• _AIM OF THE EXERCISE_: Every record below should be retyped exactly, and no picture should appear in the copy.

[Point-per-instance localization data]
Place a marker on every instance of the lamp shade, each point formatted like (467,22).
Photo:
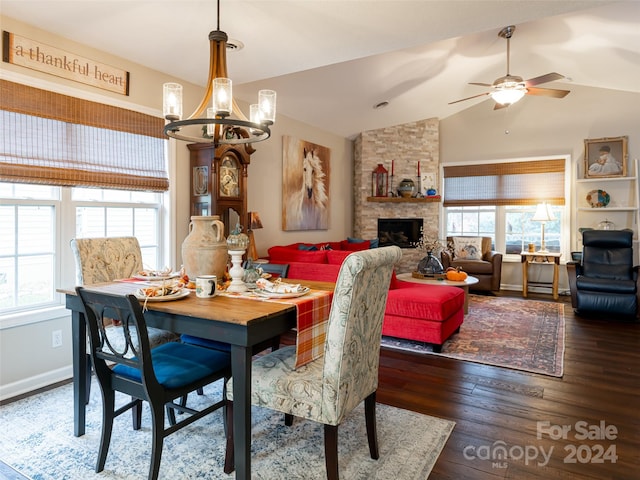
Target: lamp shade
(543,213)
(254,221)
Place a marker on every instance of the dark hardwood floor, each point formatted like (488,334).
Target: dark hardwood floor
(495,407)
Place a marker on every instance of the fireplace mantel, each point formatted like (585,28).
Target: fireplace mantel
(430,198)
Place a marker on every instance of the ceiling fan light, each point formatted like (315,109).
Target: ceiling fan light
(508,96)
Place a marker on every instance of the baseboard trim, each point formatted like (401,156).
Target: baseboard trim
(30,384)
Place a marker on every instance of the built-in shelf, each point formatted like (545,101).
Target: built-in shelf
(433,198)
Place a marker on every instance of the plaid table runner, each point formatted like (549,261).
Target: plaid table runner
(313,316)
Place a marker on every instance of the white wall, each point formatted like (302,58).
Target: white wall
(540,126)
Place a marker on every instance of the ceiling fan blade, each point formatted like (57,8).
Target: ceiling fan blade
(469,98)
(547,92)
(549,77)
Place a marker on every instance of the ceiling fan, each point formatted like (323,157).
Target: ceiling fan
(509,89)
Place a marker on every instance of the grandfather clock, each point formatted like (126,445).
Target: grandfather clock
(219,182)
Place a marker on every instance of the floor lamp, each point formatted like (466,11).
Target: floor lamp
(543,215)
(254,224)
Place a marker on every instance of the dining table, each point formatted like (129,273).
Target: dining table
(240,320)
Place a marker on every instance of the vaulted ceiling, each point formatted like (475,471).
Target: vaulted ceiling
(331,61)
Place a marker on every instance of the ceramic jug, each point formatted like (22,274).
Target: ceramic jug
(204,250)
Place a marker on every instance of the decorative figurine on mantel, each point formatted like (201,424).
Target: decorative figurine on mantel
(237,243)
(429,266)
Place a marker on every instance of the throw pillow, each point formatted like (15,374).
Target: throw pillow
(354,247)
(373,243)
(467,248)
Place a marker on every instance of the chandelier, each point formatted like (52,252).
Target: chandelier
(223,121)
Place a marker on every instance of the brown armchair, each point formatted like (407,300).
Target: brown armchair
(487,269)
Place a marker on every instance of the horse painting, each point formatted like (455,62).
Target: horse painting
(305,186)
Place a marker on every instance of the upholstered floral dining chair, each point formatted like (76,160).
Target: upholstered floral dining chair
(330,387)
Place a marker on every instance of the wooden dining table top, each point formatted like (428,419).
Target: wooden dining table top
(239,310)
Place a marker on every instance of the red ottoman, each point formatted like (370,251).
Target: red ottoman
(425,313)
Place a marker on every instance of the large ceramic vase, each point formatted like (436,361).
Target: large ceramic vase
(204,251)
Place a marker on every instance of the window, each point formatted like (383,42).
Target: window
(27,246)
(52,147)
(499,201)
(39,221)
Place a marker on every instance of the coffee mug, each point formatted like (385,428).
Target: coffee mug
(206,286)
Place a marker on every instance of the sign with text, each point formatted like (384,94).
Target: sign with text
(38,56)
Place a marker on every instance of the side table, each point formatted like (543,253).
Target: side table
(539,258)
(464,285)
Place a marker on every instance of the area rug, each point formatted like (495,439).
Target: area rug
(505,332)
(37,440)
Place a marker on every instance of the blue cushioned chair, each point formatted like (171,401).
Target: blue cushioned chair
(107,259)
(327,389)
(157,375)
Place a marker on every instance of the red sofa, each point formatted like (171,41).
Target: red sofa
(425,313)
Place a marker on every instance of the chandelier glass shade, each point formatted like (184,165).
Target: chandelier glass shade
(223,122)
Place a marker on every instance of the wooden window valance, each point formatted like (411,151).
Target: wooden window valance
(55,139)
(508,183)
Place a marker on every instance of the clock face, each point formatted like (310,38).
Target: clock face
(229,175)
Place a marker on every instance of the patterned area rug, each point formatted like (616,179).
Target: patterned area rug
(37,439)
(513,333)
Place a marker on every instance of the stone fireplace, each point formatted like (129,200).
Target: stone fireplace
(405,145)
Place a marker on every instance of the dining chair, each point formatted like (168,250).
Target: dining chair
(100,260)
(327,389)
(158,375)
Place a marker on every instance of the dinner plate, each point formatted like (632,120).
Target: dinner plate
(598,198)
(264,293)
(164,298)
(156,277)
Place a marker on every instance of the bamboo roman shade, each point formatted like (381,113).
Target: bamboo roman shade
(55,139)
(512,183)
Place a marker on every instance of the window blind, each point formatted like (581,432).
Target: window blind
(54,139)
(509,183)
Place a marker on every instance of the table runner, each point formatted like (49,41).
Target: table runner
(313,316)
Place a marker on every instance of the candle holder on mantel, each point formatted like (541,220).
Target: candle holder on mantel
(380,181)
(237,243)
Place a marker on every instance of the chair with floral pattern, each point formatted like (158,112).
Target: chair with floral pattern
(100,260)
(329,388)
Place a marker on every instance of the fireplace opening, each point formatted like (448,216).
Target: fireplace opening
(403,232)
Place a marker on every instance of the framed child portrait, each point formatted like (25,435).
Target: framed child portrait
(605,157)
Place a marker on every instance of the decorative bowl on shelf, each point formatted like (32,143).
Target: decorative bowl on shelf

• _ANSWER_:
Place a marker on every instance of the lamp shade, each point formatted like (467,22).
Photo:
Target: lamp shade
(543,213)
(254,221)
Place a marker on every instance of the dark hardwood floor, each point formatted like (488,334).
Target: dark hardwood floor
(495,407)
Place a marker on every instance of the fireplace mantel, each point formatted like (585,28).
Target: fireplace mantel
(430,198)
Place a marker on every instance of the ceiling fan light, each point formatted like (315,109).
Target: ceiling fan light
(508,96)
Place a marker on every instance of the baseboard trim, each point formatted like (401,156).
Target: baseboard trim
(30,384)
Place a marker on every instance of the built-in shelf, each point formatted like (545,101).
Target: built-in shelf
(433,198)
Place a marker on every instance of the plaid table runner, each point formatted like (549,261).
Target: plaid table runner
(313,316)
Place a marker on every instance of the white wall, each point formatted like (302,58).
Target: white wall
(540,126)
Place a marker on every instance of the ceiling fan blade, each point formatted like (57,8).
Target: ceiling fan blade
(469,98)
(547,92)
(549,77)
Place a marker on every instance of the ceiling fan, each point formatted like (323,157).
Target: ceiling fan
(509,89)
Place a marker on every instance of the grandfather clock, each point formatted like (126,445).
Target: grandfather clock
(219,182)
Place a marker on every instance of the floor lamp, each point formatted like (466,11).
Target: floor lamp
(543,215)
(254,224)
Place a marker on every instance of the dining table, each point formatted like (129,273).
Target: dining table
(240,320)
Place a marker on every instance of the vaulted ceiling, each point formatted like (475,471).
Target: vaulted ceiling
(331,61)
Place a marker on every instance of the ceramic jug, each point formatted like (22,274).
Target: ceramic jug
(204,250)
Place a marker on every instance of the decorative figurine on mantel, each point formatted like (201,424).
Target: decorative figurine on mantel
(237,243)
(429,266)
Place a marker on every instance of the throw pillow, each point formatted like (15,374).
Target: throw pillow
(354,247)
(373,243)
(467,248)
Place a marker on every instance of the chandelier, each point formatted like (52,252).
Target: chandelier
(223,121)
Place a marker on every instance of the brown armchair, each point formatted like (407,300).
Target: brown armchair
(487,269)
Place a marker on every instance of the horse painting, each point formatted like (455,62).
Target: horse painting
(305,186)
Place a marker on every instance of the upholstered floral dining chair, each point formatted like (76,160).
Target: upholstered floral dining chair
(330,387)
Place a marker on every instance of the wooden dining table top, each point formatted like (428,419).
Target: wooden dining table top
(239,310)
Place a marker on every instance of the red ottoman, each point formatted like (370,251).
Target: red ottoman
(425,313)
Place a marker on every instance of the large ceramic vase, each point formatted like (436,361).
Target: large ceramic vase
(204,251)
Place a marker on every instance of the window, each point formatted like (383,42).
Target: window
(27,246)
(52,147)
(499,201)
(39,221)
Place a marker on every instance of the coffee mug, each point formatted like (385,428).
Target: coffee mug
(206,286)
Place a marker on every instance of the sign with text, each point formatted like (384,94).
Target: sign with text
(38,56)
Place a marker on every instance of the side table, each point formatted like (543,253).
Target: side table
(539,258)
(464,285)
Place a marker on every instance of the area rug, each point formatted like (495,439).
Target: area rug
(505,332)
(37,440)
Place a marker on every instance of the blue cushioned chair, each point formatted like (171,401).
Target: blue cushioned chair
(107,259)
(327,389)
(157,375)
Place a marker on every instance of the red sofa, each point formatted like (171,41).
Target: red sofa
(425,313)
Place a marker on every instance of the chandelier glass shade, each point formatted like (184,165).
Target: chandelier glass shade
(223,122)
Place a marker on every instance of the wooden window valance, each point formatted like (411,151).
Target: wooden window valance
(55,139)
(508,183)
Place a marker on every instance of the clock face, each point formatted like (310,38).
Target: clock face
(229,175)
Place a marker on every instance of the patterned area rug, each point formatted like (616,179).
Target: patterned area rug
(37,439)
(513,333)
Place a marker on every instance of the stone fireplace, each point formatted like (129,200).
Target: stone fireplace
(405,145)
Place a marker on every instance of the dining chair, each point formatted like (168,250).
Target: dining chair
(100,260)
(327,389)
(158,375)
Place a marker on every instance of the dinner plate, each point formatted like (632,120).
Target: dinner plate
(598,198)
(264,293)
(164,298)
(156,277)
Place a marker on every instance of the bamboo roman shade, each point formatted like (381,113).
Target: bamboo roman shade
(55,139)
(512,183)
Place a marker on every instance of the window blind, each point formatted like (581,432).
Target: window blind
(54,139)
(509,183)
Place a marker on every instance of the table runner, each point formatted like (49,41).
Target: table runner
(313,316)
Place a marker on every instance of the candle holder on mantel, each point formatted like (541,220).
Target: candle holder on mantel
(380,181)
(237,243)
Place a marker on every instance of the chair with floral pattern, each point formatted like (158,112).
Target: chair with floral pattern
(100,260)
(329,388)
Place a marker on every instance of the fireplace opening, each point formatted like (448,216).
Target: fireplace opening
(403,232)
Place a marker on every instance of the framed child portrait, each point formatted like (25,435).
Target: framed child portrait
(605,157)
Place a marker on every instance of the decorative bowl on shelf, each point formatted like (32,143).
Target: decorative bowl on shelf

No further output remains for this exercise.